__GOAL OF THE EXERCISE__
Turn the part of the listing below that starts at the line containing "Tag every instance of the helmet" and ends at the end of the listing into a Markdown table with columns Row and Line. Give one row per line, skip blank lines, and leave the pictures out.

__DATASET RECORDS__
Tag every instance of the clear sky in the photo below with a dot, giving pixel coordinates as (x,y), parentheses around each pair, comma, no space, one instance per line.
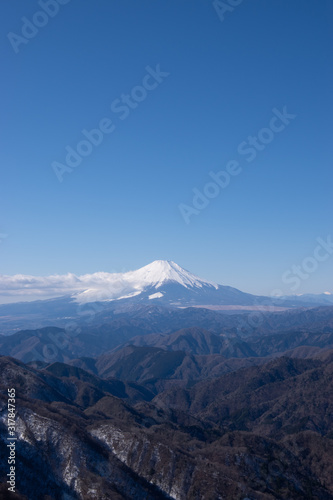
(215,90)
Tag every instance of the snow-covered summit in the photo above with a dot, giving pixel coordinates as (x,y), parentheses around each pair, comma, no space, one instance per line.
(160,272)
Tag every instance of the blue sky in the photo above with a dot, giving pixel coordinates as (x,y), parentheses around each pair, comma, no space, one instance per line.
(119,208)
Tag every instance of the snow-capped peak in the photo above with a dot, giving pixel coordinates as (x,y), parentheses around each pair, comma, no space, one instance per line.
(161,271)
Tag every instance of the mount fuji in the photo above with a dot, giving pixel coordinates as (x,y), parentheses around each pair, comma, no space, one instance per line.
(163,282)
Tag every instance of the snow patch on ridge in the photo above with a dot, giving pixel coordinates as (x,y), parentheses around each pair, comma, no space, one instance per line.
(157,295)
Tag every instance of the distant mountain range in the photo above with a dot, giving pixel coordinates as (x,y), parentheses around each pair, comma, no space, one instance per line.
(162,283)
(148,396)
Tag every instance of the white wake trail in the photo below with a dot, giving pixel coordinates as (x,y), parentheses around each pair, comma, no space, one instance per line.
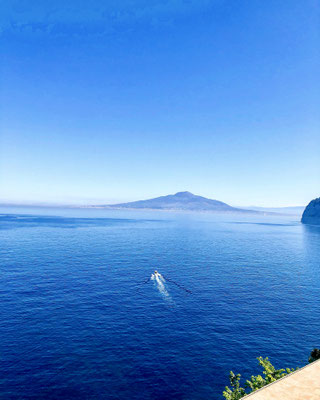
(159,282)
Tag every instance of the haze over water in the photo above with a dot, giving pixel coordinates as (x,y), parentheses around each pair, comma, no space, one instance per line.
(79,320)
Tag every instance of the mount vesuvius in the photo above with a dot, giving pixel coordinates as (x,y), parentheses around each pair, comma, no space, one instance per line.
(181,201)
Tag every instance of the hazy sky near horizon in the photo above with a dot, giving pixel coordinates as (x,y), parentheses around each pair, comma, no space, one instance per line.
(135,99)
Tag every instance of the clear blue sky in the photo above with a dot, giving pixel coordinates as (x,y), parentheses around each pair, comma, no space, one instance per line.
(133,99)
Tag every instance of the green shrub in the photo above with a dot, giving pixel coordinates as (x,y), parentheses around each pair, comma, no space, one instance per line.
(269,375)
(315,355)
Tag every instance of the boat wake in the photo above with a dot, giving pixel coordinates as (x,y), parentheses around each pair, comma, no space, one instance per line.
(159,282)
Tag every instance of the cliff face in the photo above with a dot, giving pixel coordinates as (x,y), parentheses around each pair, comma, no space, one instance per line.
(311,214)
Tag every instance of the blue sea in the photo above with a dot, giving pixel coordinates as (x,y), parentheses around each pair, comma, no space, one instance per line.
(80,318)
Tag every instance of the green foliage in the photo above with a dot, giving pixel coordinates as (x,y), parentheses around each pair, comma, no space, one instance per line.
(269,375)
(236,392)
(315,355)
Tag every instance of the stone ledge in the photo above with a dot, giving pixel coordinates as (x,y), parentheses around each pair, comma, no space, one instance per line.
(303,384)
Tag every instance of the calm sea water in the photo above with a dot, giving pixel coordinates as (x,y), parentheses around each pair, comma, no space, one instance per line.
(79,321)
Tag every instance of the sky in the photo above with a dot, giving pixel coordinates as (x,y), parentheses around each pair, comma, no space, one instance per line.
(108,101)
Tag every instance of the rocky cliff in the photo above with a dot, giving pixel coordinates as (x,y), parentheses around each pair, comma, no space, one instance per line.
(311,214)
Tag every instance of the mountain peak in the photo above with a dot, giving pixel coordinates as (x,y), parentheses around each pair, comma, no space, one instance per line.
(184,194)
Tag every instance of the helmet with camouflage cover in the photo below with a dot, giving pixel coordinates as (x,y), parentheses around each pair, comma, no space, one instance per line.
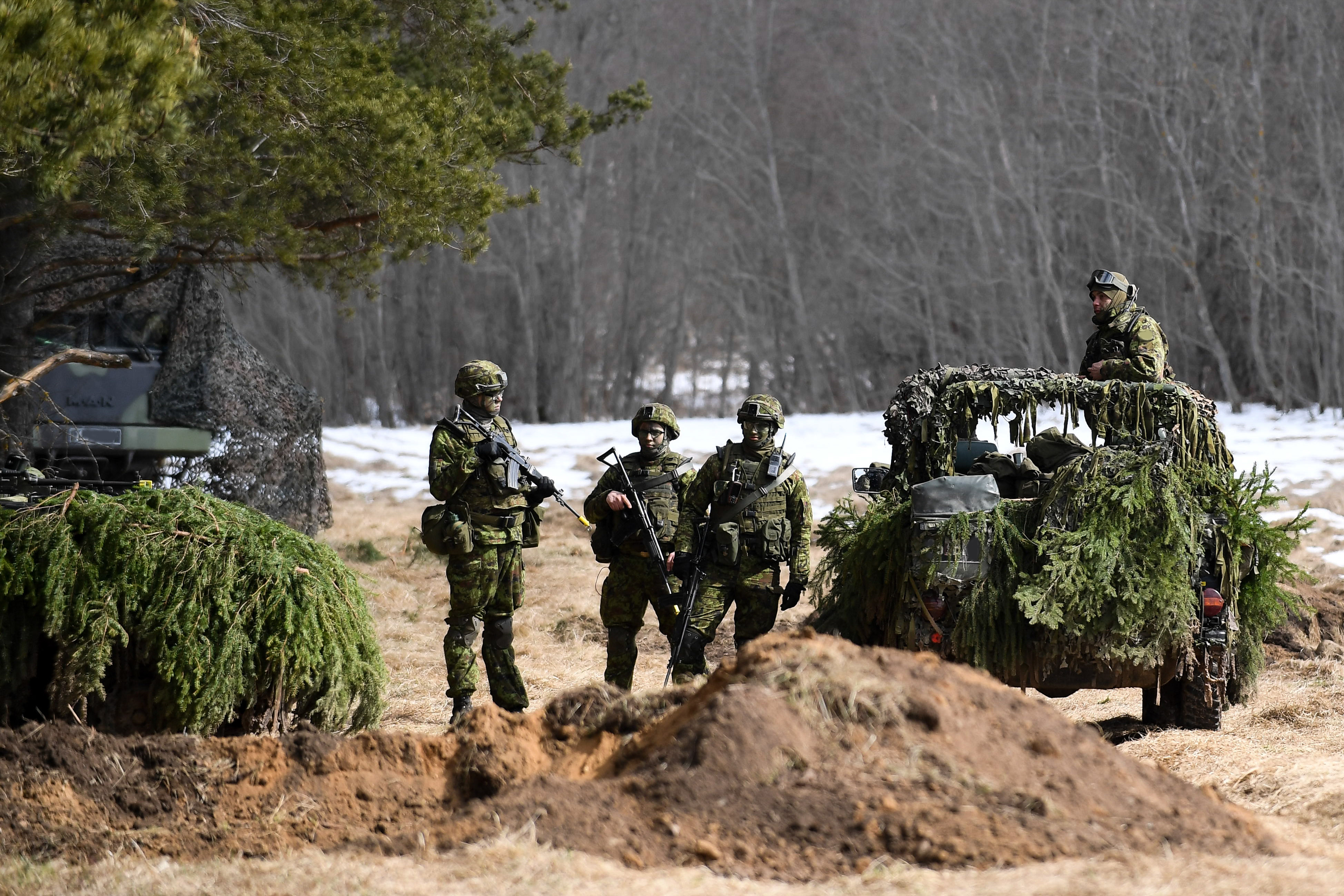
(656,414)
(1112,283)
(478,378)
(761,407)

__EXPECTED OUTPUT__
| Row | Line |
|---|---|
| 1 | Tag every instance of the helmet with camouflage cover in the photo below with a dot, giving pixel coordinates as (x,y), parentheses around each pair, comma, no space, one instance per line. |
| 2 | (656,414) |
| 3 | (1112,283) |
| 4 | (478,378) |
| 5 | (761,407) |